ИСХОДНЫЙ ДОКУМЕНТ:
+ + + + +
Ты знаешь: этой же самой логикой, этой самой последовательностью вкупе со здравым смыслом — что не могут быть поэтами сразу и Ходасевич, и Маяковский, — руководствовался и я в 1981-1983 годах, когда писал Айдесскую прохладу; я утверждал, говорил и чувствовал: в той мере, в какой Ходасевич поэт, Маяковский — не поэт. В одной литературе с именем поэта они сосуществовать не могут. (На поверку они и оказались в двух разных литературах.) Ходасевича в начале 1980-х я любил больше Блока и поэтов большой четвёрки (хоть и не ставил его выше их), больше всех поэтов двадцатого века, Маяковского — презирал, держал за полное ничтожество, за площадного острослова без остроумия, паяца, конферансье. С тех пор, сама знаешь, максимализма у меня поубавилось, и Ходасевич перестал быть моей путеводной звездой в эстетике. К Маяковскому я тоже подобрел. Признаю: в своём жанре он уникален; если угодно, гениален. Но я по-прежнему не готов считать его поэтом. Дарование собственно поэтическое было ему отпущено робкое, тусклое, копеечное, под стать уже упомянутому Тинякову. К известным словам Ходасевича

«Если бы Хлебников, Брюсов, Уитман, Блок, Андрей Белый, Гиппиус, да еще поэзия раешников отобрали у Маяковского то, что он взял от них, — от Маяковского осталось бы пустое место»

делаю крохотную добавку: «как от поэта». Ходасевич говорит о бездарности Маяковского, и я с ним согласен, — бездарность же в поэзии, повторю в многотысячный раз вслед за Горацием и Буало, есть не полное отсутствие поэтического дара, а его незначительность: «В стихах посредственность — бездарности синоним». Это и есть случай Маяковского; он не возвышается над посредственностью — ни в чём, кроме площадного острословия, угодного толпе. Наугад выбранная строфа из Ходасевича, из тех, что держу в памяти, вот хоть эта:

Вдруг из-за туч озолотило
И столик, и холодный чай.
Помедли, дне́вное светило,
За черный лес не упадай!

— зачеркивает для меня жирной чертой всего Маяковского, без изъятья. Маяковского лишь в том случае можно договориться считать поэтом, если отменить формулу Горация-Буало и сильно снизить планку. Но эта операция его не возвысит. Наоборот: тогда окажется, что этот гениальный скоморох — карлик среди гигантов; что в роли поэта Ходасевичу он по щиколотку.

Ходасевич, наблюдавший живого Маяковского, знает о нём как о человеке меньше нас с тобою; Ходасевич констатирует бездарность Маяковского, мы — можем добавить к этому объяснение, сегодня очевидное: маленький человек не бывает поэтом, не то что большим поэтом. Маяковский — маленький человек, он мелок во всех своих проявлениях, начиная с любви к женщине и любви к родине и кончая своим самоубийством, пародийно приуроченным к возрасту Пушкина. Если убрать советские окуляры, на месте «красного гиганта» оказывается коричневый карлик.
+ + + + +
ПРЕДОСТАВЛЕННЫЕ ДАННЫЕ:
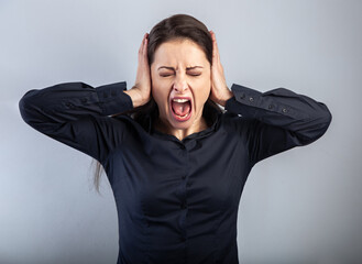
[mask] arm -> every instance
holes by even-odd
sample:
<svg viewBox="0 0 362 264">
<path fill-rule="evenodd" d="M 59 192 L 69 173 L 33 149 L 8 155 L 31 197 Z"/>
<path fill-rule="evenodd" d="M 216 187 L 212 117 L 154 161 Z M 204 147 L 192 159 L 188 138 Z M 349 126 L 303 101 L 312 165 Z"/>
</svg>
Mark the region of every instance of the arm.
<svg viewBox="0 0 362 264">
<path fill-rule="evenodd" d="M 232 85 L 228 112 L 241 114 L 252 164 L 294 146 L 318 140 L 331 122 L 327 106 L 285 88 L 260 92 Z"/>
<path fill-rule="evenodd" d="M 19 101 L 23 120 L 39 132 L 103 161 L 120 139 L 121 122 L 108 117 L 133 108 L 125 81 L 94 88 L 65 82 L 28 91 Z"/>
</svg>

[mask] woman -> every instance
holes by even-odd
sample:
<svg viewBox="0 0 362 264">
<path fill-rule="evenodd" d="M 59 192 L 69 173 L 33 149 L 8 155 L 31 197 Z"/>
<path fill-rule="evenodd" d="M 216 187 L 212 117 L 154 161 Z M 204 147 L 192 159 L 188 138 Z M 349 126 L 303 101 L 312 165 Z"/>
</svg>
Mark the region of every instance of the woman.
<svg viewBox="0 0 362 264">
<path fill-rule="evenodd" d="M 65 82 L 28 91 L 20 111 L 102 165 L 119 217 L 118 263 L 131 264 L 238 263 L 250 170 L 331 122 L 323 103 L 284 88 L 230 91 L 215 33 L 185 14 L 144 35 L 131 89 Z"/>
</svg>

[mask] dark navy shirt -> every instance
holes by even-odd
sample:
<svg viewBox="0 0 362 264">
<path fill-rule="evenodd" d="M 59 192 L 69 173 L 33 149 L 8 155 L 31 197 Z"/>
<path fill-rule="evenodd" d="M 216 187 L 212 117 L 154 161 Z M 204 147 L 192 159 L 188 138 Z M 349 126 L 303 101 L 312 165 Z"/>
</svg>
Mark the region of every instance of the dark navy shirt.
<svg viewBox="0 0 362 264">
<path fill-rule="evenodd" d="M 99 161 L 119 218 L 122 264 L 237 264 L 240 197 L 260 161 L 307 145 L 331 122 L 326 105 L 285 88 L 233 84 L 211 125 L 179 141 L 140 125 L 125 81 L 64 82 L 19 102 L 35 130 Z"/>
</svg>

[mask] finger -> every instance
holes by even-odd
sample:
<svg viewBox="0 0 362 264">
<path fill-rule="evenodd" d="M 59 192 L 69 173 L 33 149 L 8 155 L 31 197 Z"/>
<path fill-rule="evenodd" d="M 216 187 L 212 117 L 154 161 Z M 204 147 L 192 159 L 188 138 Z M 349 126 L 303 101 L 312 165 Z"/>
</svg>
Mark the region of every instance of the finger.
+ + + + +
ЗАДАНИЕ: Перепишите без изменений часть приведенного выше текста о Ходасевиче и Маяковском: всё, начиная со слов «Ходасевич, наблюдавший живого» и вплоть до слов «оказывается коричневый карлик.».

ОТВЕТ НИЖЕ:
Ходасевич, наблюдавший живого Маяковского, знает о нём как о человеке меньше нас с тобою; Ходасевич констатирует бездарность Маяковского, мы — можем добавить к этому объяснение, сегодня очевидное: маленький человек не бывает поэтом, не то что большим поэтом. Маяковский — маленький человек, он мелок во всех своих проявлениях, начиная с любви к женщине и любви к родине и кончая своим самоубийством, пародийно приуроченным к возрасту Пушкина. Если убрать советские окуляры, на месте «красного гиганта» оказывается коричневый карлик.